TASK DIRECTIONS:
How many lines in the entries below contain the word "zebra"? Reply with the number alone.
[Start SUPPLIED DATA]
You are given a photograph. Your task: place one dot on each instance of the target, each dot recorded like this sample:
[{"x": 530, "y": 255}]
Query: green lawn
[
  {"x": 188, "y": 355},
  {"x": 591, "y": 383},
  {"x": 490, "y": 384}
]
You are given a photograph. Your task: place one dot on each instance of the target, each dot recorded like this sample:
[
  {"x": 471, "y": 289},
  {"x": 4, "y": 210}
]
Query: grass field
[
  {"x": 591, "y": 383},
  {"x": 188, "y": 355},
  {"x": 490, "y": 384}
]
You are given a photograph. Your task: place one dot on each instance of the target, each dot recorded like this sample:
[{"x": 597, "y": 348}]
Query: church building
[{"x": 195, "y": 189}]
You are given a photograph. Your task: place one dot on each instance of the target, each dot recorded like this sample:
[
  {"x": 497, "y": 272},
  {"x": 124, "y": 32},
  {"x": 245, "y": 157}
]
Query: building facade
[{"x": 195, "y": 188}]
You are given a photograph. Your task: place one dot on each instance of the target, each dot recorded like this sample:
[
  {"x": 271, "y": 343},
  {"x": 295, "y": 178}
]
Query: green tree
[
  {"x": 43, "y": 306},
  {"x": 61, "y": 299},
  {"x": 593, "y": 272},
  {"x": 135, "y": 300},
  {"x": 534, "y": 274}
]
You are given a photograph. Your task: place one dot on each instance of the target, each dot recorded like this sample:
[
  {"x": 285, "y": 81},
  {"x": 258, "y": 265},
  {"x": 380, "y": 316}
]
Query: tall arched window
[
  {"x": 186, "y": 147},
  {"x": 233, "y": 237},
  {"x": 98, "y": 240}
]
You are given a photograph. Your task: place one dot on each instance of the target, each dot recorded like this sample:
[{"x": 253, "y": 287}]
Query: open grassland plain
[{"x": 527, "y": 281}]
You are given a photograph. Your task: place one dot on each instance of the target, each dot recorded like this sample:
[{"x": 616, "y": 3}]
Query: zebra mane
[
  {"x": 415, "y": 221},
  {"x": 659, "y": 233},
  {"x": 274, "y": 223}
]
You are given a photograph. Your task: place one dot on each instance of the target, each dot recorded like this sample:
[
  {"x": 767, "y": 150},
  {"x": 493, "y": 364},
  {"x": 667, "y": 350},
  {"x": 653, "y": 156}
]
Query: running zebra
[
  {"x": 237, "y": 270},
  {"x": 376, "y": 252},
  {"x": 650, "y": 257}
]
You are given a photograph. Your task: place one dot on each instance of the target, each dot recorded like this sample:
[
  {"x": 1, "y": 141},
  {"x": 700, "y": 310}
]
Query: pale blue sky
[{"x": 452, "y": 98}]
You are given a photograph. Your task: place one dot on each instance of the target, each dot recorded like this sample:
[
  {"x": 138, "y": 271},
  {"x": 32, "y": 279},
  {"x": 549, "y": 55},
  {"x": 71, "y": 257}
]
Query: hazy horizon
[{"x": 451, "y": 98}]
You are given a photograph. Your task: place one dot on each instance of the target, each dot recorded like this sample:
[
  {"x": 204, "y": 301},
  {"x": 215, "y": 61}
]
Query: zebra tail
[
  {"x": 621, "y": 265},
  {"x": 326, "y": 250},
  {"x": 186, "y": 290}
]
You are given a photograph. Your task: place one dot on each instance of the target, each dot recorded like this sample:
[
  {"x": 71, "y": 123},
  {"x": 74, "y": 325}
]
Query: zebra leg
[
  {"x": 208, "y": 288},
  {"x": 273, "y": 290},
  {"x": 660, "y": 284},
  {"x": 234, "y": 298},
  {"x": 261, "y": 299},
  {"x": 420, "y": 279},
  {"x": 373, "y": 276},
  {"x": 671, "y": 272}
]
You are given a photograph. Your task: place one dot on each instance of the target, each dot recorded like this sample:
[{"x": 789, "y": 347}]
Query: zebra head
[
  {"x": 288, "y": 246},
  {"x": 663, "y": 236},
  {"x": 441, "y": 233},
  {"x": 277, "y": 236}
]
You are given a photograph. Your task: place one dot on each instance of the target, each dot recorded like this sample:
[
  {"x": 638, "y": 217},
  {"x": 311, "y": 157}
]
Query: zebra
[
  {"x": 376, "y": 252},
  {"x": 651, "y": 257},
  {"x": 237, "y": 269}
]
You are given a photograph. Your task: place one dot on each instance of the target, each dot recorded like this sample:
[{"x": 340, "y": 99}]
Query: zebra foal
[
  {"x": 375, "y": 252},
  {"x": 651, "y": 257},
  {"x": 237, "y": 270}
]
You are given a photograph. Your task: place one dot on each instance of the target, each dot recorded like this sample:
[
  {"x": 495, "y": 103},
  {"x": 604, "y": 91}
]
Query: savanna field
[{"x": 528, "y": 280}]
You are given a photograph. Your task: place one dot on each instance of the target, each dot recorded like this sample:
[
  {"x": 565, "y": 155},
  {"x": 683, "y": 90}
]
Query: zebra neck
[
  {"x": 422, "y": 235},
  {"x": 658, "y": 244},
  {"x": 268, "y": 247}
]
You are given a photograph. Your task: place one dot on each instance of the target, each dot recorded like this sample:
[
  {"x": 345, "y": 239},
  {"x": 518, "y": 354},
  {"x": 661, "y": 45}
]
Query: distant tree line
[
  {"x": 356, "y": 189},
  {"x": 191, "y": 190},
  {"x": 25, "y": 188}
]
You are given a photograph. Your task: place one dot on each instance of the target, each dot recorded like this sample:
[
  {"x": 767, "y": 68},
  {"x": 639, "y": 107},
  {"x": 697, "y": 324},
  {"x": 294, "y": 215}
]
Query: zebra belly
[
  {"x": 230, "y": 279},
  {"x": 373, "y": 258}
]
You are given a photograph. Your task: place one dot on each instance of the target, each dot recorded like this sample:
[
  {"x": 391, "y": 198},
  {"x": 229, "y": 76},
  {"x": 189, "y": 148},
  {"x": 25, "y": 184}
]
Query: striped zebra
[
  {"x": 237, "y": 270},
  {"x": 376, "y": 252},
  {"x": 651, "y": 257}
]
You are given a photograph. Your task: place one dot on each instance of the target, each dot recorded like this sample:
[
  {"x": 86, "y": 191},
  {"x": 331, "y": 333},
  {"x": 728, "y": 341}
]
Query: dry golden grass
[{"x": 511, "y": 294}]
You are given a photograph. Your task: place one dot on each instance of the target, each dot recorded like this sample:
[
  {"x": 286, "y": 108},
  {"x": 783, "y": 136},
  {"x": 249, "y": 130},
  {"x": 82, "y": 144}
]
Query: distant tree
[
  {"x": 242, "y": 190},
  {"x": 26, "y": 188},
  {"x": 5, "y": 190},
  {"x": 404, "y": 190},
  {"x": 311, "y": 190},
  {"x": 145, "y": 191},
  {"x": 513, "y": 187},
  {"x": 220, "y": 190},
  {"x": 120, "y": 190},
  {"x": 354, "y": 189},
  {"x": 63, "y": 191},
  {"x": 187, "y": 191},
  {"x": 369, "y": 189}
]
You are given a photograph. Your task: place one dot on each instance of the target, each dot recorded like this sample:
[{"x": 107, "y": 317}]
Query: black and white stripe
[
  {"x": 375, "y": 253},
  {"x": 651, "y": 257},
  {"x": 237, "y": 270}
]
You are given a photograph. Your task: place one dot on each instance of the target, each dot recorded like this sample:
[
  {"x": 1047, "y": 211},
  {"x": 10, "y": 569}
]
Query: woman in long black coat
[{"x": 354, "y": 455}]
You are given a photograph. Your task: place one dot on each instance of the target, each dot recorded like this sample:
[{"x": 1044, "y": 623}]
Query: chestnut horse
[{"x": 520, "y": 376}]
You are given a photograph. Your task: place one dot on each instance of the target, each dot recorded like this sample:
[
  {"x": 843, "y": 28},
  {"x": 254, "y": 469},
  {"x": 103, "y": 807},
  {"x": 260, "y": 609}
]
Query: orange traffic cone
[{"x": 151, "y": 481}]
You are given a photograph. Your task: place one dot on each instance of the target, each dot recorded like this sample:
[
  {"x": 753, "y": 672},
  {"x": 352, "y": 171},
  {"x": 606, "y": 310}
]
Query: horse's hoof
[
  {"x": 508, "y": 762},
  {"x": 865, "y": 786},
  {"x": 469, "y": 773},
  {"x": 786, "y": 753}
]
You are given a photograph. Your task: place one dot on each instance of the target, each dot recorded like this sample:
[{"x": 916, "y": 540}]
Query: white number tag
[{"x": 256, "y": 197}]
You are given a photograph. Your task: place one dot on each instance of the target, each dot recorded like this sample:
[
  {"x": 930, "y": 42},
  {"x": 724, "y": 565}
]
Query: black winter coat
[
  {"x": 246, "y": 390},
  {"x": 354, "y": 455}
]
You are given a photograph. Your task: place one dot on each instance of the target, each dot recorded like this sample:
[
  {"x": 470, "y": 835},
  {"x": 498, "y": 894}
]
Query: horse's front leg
[End SUPPLIED DATA]
RESULT:
10